## Exercise instructions
Update the passage on fictional doctors by writing it out again between "From Dr. Mario" and "operate on us.", inclusive, with "favorite" changed to "preferred".

## Passage provided
From Dr. Mario to House, our favorite fictional docs in the order we'd let them operate on us
With this week's cover story focused on health care, and a Locals feature about singer and songwriter Dr. E releasing her new Songs for the Struggle album, we thought we'd take a look at some of our favorite fictional doctors. Here they are, ranked in the reverse order we'd allow them to operate on us.
13. Dr. Mario
This over-prescriber won't stop dishing out multicolored, medicine-packed capsules.
12. Dr. John Zoidberg
I'm just going to let this quote from “Futurama's” crab-like alien doc stand on its own: “Fry, it's been years since medical school, so remind me. Disemboweling in your species, fatal or non-fatal?”
11. Dr. Moreau
I still think this H.G. Wells creation was somehow responsible for “Seinfeld's” elusive “pig-man,” which is not a fate anyone wants to suffer.
10. Dr. Nick Riviera
Dr. Nick is every bit as clueless as Zoidberg, but with at least some basic understanding of human physiology (I think).

Dataset entries:
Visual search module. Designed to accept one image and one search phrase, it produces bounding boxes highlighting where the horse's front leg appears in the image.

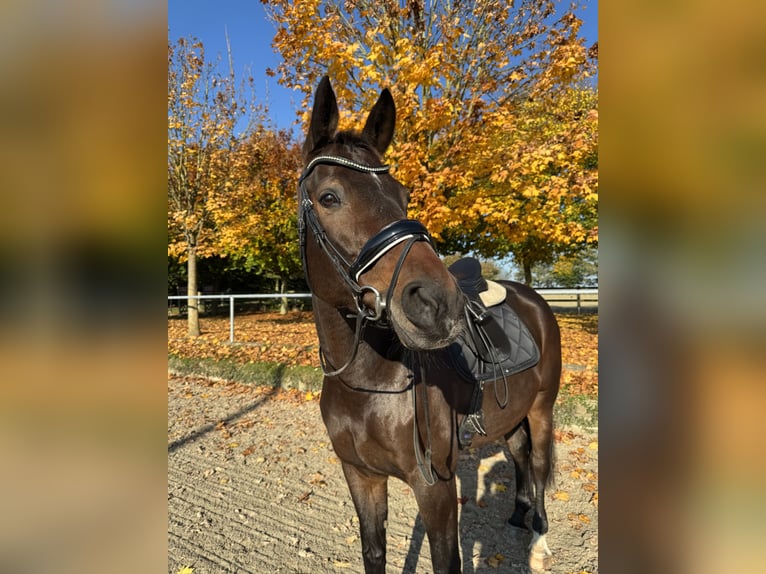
[412,475,461,574]
[343,462,388,574]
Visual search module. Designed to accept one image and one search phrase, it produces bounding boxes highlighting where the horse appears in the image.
[298,76,561,574]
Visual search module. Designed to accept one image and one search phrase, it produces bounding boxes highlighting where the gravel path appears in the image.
[168,377,598,574]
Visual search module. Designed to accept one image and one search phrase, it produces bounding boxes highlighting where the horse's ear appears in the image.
[362,88,396,155]
[303,76,339,157]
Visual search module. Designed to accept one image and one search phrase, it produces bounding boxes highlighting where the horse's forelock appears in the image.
[312,130,382,165]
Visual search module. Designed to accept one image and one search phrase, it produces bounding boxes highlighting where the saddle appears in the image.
[447,257,540,447]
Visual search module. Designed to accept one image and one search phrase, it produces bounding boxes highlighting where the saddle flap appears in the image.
[448,301,540,383]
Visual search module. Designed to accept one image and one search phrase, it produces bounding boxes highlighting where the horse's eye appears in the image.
[319,191,340,208]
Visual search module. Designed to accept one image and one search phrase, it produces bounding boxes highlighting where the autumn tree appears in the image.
[214,125,303,313]
[263,0,597,282]
[168,38,248,336]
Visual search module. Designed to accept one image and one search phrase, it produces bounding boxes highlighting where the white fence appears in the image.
[168,289,598,343]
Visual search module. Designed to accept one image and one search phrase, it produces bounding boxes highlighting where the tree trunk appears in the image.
[186,245,200,337]
[276,277,287,315]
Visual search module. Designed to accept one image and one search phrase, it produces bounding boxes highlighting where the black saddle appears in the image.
[448,257,540,383]
[447,257,540,448]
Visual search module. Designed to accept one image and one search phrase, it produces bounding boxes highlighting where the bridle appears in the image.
[298,155,444,486]
[298,155,433,376]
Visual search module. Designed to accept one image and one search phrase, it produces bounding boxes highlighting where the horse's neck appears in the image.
[314,297,409,387]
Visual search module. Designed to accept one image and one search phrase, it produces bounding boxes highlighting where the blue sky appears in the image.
[168,0,598,135]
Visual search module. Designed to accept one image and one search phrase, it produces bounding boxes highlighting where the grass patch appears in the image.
[553,392,598,429]
[168,354,322,392]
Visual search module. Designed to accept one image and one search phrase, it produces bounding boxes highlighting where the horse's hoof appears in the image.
[529,532,553,572]
[529,552,553,572]
[508,514,528,530]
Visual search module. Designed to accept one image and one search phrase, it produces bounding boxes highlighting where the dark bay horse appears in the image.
[299,77,561,574]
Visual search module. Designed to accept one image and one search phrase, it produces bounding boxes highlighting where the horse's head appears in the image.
[299,77,463,350]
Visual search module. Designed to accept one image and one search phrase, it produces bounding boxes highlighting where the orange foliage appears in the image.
[168,312,598,396]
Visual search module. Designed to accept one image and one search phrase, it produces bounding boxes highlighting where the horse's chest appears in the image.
[320,391,412,473]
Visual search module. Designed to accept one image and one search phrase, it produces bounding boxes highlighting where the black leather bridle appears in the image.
[298,155,433,376]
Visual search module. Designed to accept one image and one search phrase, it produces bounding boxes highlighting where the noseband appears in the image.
[298,155,433,376]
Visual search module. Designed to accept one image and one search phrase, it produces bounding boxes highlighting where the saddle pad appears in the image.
[447,305,540,383]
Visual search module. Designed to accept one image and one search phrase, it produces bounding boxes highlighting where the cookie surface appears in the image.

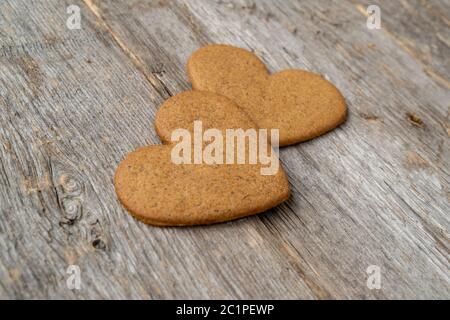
[155,91,257,143]
[114,145,289,226]
[187,45,346,146]
[255,70,347,145]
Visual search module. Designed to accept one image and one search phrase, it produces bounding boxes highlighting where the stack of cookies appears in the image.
[115,45,347,226]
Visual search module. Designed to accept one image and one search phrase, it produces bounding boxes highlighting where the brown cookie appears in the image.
[155,91,257,143]
[187,45,347,146]
[115,145,289,226]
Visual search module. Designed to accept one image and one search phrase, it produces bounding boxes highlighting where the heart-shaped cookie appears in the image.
[187,45,347,146]
[115,145,289,226]
[115,91,290,226]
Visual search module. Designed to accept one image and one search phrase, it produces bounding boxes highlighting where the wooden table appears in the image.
[0,0,450,299]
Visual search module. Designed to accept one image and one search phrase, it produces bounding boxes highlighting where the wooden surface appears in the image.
[0,0,450,299]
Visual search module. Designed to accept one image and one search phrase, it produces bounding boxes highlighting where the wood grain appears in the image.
[0,0,450,299]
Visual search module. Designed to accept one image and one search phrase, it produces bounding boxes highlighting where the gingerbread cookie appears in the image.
[187,45,347,146]
[155,91,257,143]
[115,145,289,226]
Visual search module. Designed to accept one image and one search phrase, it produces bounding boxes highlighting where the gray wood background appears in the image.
[0,0,450,299]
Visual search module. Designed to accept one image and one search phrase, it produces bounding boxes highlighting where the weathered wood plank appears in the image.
[0,0,450,298]
[0,0,315,298]
[81,1,450,298]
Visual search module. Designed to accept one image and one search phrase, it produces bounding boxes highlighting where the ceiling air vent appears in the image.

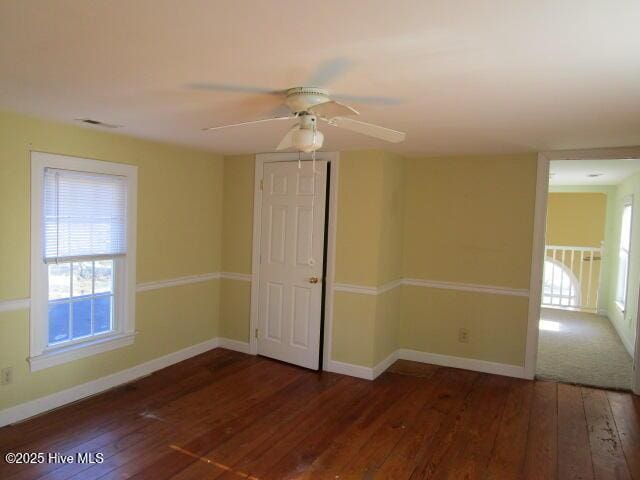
[75,118,122,128]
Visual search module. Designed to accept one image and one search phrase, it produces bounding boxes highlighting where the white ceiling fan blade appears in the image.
[202,115,296,131]
[328,117,407,143]
[309,100,360,120]
[276,124,300,151]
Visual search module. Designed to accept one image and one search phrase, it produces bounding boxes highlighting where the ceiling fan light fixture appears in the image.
[291,128,324,153]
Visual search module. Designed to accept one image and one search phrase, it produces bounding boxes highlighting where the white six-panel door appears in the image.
[258,161,327,369]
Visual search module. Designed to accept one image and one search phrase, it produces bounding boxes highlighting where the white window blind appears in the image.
[43,168,127,263]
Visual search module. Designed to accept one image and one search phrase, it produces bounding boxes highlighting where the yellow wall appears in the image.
[0,112,223,409]
[404,155,536,288]
[0,107,544,414]
[400,155,537,366]
[546,192,607,248]
[216,151,536,367]
[220,155,255,342]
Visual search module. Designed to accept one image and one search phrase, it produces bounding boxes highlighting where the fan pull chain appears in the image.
[308,123,317,267]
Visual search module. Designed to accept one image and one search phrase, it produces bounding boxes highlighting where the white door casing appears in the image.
[258,160,327,369]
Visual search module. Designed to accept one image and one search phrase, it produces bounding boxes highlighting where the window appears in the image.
[30,152,137,370]
[542,257,580,307]
[616,197,633,312]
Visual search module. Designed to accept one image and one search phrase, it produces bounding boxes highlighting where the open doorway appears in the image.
[536,159,640,390]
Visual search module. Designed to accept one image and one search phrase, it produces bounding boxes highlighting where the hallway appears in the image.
[536,308,633,390]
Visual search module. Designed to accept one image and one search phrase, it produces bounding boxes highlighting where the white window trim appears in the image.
[615,194,635,314]
[29,151,138,371]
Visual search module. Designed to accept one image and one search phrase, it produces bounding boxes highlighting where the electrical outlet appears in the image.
[0,367,13,385]
[458,328,469,343]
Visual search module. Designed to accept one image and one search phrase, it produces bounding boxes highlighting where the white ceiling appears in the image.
[549,159,640,185]
[0,0,640,155]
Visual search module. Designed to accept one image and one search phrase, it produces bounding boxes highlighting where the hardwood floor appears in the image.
[0,349,640,480]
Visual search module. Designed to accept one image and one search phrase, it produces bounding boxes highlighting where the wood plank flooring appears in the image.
[0,348,640,480]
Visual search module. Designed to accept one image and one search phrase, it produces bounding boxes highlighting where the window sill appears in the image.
[29,332,135,372]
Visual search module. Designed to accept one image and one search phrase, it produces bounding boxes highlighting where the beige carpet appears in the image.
[536,308,633,389]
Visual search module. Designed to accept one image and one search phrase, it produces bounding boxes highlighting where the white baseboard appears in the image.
[0,338,220,427]
[605,315,634,358]
[398,348,527,378]
[327,360,374,380]
[218,337,251,354]
[328,348,527,380]
[372,350,400,379]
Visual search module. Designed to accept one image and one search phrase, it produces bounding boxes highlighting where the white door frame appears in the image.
[249,152,340,370]
[524,147,640,394]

## Final answer
From Dr. Mario to House, our preferred fictional docs in the order we'd let them operate on us
With this week's cover story focused on health care, and a Locals feature about singer and songwriter Dr. E releasing her new Songs for the Struggle album, we thought we'd take a look at some of our preferred fictional doctors. Here they are, ranked in the reverse order we'd allow them to operate on us.